### [What to produce]
Write out the listing below from the line containing "tag the hillside" to its last line, unaltered, ends included.

------------------------------------------------

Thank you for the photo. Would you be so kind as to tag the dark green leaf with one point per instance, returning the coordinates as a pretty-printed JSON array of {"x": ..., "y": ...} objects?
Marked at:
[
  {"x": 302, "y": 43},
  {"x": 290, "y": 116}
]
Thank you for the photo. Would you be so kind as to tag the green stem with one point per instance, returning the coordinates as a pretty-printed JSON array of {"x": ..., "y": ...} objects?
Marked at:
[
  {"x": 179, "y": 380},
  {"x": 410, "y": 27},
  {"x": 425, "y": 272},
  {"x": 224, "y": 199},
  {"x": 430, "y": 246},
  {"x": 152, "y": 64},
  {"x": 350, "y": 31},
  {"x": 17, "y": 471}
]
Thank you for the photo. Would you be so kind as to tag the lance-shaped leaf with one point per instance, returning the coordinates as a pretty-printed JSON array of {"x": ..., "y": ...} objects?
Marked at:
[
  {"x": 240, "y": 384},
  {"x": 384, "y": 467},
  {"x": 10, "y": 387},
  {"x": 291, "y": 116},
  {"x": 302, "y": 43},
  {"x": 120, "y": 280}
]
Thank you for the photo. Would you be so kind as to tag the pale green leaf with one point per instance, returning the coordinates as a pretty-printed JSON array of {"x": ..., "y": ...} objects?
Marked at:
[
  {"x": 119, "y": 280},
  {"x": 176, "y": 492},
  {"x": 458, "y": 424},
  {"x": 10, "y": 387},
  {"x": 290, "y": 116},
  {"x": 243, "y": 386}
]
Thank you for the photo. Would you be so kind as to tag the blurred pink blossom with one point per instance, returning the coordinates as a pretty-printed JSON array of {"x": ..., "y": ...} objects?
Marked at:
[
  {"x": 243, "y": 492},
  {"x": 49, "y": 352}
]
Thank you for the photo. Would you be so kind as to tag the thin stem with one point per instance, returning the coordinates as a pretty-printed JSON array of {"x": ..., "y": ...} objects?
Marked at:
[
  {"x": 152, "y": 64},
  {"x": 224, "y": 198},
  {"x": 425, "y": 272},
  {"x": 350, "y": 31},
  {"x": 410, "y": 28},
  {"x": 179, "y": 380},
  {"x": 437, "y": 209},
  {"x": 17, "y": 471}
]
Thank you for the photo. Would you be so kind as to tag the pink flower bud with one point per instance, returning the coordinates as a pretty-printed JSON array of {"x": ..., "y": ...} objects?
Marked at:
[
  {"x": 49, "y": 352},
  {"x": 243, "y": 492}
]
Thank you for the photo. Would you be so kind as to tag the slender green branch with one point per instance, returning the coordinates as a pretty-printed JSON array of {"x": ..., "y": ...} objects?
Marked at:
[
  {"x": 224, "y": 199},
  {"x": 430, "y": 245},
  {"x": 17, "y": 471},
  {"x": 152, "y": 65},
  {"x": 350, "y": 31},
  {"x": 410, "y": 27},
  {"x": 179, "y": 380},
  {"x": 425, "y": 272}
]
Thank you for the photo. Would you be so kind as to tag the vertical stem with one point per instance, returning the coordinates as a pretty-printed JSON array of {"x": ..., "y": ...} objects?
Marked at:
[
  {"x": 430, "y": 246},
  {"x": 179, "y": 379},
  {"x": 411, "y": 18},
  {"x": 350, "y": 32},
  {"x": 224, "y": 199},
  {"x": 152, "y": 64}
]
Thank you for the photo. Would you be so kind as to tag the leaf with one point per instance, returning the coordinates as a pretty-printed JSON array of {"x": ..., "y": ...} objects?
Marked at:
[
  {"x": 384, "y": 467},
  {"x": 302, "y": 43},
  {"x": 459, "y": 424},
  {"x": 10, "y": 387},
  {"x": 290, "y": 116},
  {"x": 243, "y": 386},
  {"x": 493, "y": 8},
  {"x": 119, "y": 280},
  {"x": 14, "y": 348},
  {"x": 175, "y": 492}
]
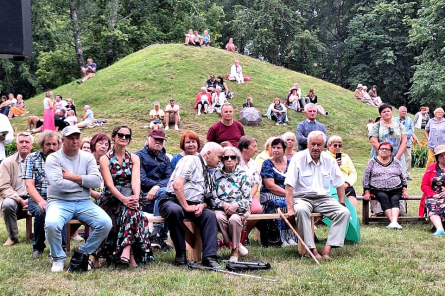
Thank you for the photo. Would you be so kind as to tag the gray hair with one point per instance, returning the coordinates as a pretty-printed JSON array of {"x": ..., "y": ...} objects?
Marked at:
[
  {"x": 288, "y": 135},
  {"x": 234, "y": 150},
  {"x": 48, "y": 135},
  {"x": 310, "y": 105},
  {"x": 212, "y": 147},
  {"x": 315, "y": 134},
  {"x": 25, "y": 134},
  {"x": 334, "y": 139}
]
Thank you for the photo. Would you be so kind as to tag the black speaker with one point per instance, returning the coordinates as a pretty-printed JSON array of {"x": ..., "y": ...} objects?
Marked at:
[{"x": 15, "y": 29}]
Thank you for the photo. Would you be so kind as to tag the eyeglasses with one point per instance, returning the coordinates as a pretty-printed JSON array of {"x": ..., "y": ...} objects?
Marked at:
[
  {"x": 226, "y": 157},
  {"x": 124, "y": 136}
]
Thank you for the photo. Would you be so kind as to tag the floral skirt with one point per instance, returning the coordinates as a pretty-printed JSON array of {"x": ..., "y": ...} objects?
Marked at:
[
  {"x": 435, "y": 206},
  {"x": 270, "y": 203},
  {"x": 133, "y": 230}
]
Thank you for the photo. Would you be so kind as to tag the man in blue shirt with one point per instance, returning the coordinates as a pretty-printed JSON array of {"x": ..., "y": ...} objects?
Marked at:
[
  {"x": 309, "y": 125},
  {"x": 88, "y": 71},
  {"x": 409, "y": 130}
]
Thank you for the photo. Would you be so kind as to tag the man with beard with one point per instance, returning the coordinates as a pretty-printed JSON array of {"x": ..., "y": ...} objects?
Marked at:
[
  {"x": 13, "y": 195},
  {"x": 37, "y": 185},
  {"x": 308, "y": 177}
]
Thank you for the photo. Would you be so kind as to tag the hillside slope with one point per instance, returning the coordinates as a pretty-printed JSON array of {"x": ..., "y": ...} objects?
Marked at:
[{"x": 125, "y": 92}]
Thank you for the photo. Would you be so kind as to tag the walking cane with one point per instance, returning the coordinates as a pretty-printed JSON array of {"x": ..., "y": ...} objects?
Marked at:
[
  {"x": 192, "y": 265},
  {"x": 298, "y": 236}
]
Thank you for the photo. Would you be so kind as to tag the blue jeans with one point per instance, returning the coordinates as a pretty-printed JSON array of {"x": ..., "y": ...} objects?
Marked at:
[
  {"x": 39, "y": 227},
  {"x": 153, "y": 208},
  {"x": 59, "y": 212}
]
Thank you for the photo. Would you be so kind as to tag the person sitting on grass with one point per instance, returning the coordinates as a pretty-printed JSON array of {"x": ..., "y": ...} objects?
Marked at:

------------------------------------------------

### [Result below]
Thank you for the photo. Would you be so kind as to tag the hillside slope with one point per instance, returning the coordinates as a pretty-printed JSON array of {"x": ..., "y": ...} objects?
Marked at:
[{"x": 125, "y": 92}]
Thank you for the photo. Would you be so kind as to tag the walking cane with one point per instance, returning the coordinates as a pretty-printed JSON array of {"x": ..., "y": ...} objects?
Marked at:
[
  {"x": 192, "y": 265},
  {"x": 298, "y": 236}
]
Thank you for the photo. Would you be so kind as to tag the blue jeans with one point per instance, returning the coordinates as a pretty-printed JSON array of {"x": ..., "y": ...} objects?
Marked at:
[
  {"x": 39, "y": 227},
  {"x": 153, "y": 208},
  {"x": 59, "y": 212}
]
Thank you for the photo. Would you be so kind as to tag the person sitting on grass with one point per instance, returning the coordinates as a pretty-printed JSON array of {"x": ..., "y": ...} objects?
Marked at:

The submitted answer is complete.